▶ **Tareas**:
**a.** Por favor, reproduce al pie de la letra el texto sobre el combate invisible, todo lo que va desde "Para resistir eficazmente" hasta llegar a "y la cautividad.".
**b.** Según el texto sobre el combate invisible, ¿qué cinco momentos principales distinguieron los padres en el proceso de la tentación?

▶ **Fragmento proporcionado**:
El combate invisible

 

La renuncia y la ascesis corporal, tan necesarias como son, y la vida dentro del marco del monasterio, a pesar de las ventajas espirituales que presenta, no bastarían para encaminar al monje hacia la pureza del corazón, si no estuvieran acompañadas de otra forma de actividad espiritual, secreta e interior, a saber, el combate invisible que el monje debe realizar contra las sugerencias malignas que el demonio intenta lanzar en su corazón, y que son la semilla de todo pecado. Combate temible, verdadera crucifixión, en esta arena de la soledad donde el hombre ya no es sacado fuera de sí mismo por la agitación de la vida secular. Martyrius evoca este combate en estos términos: “Crucificados hasta nuestro último aliento por una lucha noche y día contra el maligno, recibimos bofetadas en el rostro y a cambio las soportamos, sin cesar nunca de estar listos para combatirlo. ¿Tal vez la lucha interior, el esfuerzo sobre los pensamientos y la guerra contra las pasiones no serían tan duras como la guerra exterior contra los perseguidores y la tortura del cuerpo? Me parece que son más duras, en la medida en que el maligno es más cruel y más malvado que los peores hombres malvados…. ¡Cómo, pues, encontraríamos tregua y respiro en la lucha que nos enfrenta a él, ya que siempre está listo y al acecho para luchar contra nosotros con tantas tácticas astutas, queriendo así hacernos tropezar, caer y ahogarnos en el pecado! Mientras haya un soplo en nuestras fosas nasales, no nos detendremos, no dejaremos de combatirlo” (2).

 

No es necesario disimular, de hecho, las dimensiones reales de este combate: tras las malas tendencias contra las que luchamos, se revela la presencia de adversarios personales temibles: el maligno y sus ángeles. Su intervención en nuestras vidas, su forma de sugerencia y malos impulsos, es un fenómeno mucho menos extraño de lo que una mentalidad demasiado racional podría admitir. En los Evangelios, uno de los aspectos del drama redentor es el ser un combate personal de Cristo contra el maligno. Este es el combate que revive el monje, en lo más profundo de su alma. La única fuerza que podría permitirle triunfar es la misma vida de Cristo resucitado: es Cristo quien, en él, será de nuevo vencedor sobre los poderes del mal.

 

 

El proceso de la tentación

 

Para resistir eficazmente a las solicitudes del espíritu maligno, en principio debemos estar informados sobre el proceso de la tentación. Los padres han distinguido aquí, cinco momentos principales: la sugerencia, el diálogo o relación, el consentimiento, la pasión y la cautividad.

 

La sugerencia es el simple afloramiento en la conciencia de una atracción por una mala acción: será, por ejemplo, un pensamiento de venganza, de glotonería, una invitación a complacerse en una mala tristeza, etc. Es involuntaria, y sería vano pretender impedir que tales movimientos nacieran en nosotros. Por el contrario, al darnos la ocasión de probar nuestro amor por el Señor, y conduciéndonos a la humildad, la tentación juega un papel importante en la obra de nuestra santificación. En este sentido, Evagrio Póntico dice: “Suprime las tentaciones, y nadie será salvado” (3).

▶ **Datos registrados**:
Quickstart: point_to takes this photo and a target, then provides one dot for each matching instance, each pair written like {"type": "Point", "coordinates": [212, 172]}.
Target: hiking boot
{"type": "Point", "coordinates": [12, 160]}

▶ **Respuestas**:
**a.**
Para resistir eficazmente a las solicitudes del espíritu maligno, en principio debemos estar informados sobre el proceso de la tentación. Los padres han distinguido aquí, cinco momentos principales: la sugerencia, el diálogo o relación, el consentimiento, la pasión y la cautividad.

**b.** La sugerencia, el diálogo o relación, el consentimiento, la pasión y la cautividad.